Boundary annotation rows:
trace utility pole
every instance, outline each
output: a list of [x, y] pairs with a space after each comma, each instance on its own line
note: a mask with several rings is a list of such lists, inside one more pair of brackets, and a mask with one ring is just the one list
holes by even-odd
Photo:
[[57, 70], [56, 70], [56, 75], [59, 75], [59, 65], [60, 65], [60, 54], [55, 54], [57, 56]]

▶ [Your instructions]
Copy out every one of the rows above character for character, with no changes.

▶ [Exercise result]
trace utility pole
every instance, outline each
output: a list of [x, y] pairs with a space after each comma, each instance on its own line
note: a mask with several rings is a list of such lists, inside one more pair of brackets, and a mask with one ring is just the one list
holes by even-odd
Photo:
[[57, 70], [56, 70], [56, 75], [59, 75], [59, 65], [60, 65], [60, 54], [55, 54], [57, 56]]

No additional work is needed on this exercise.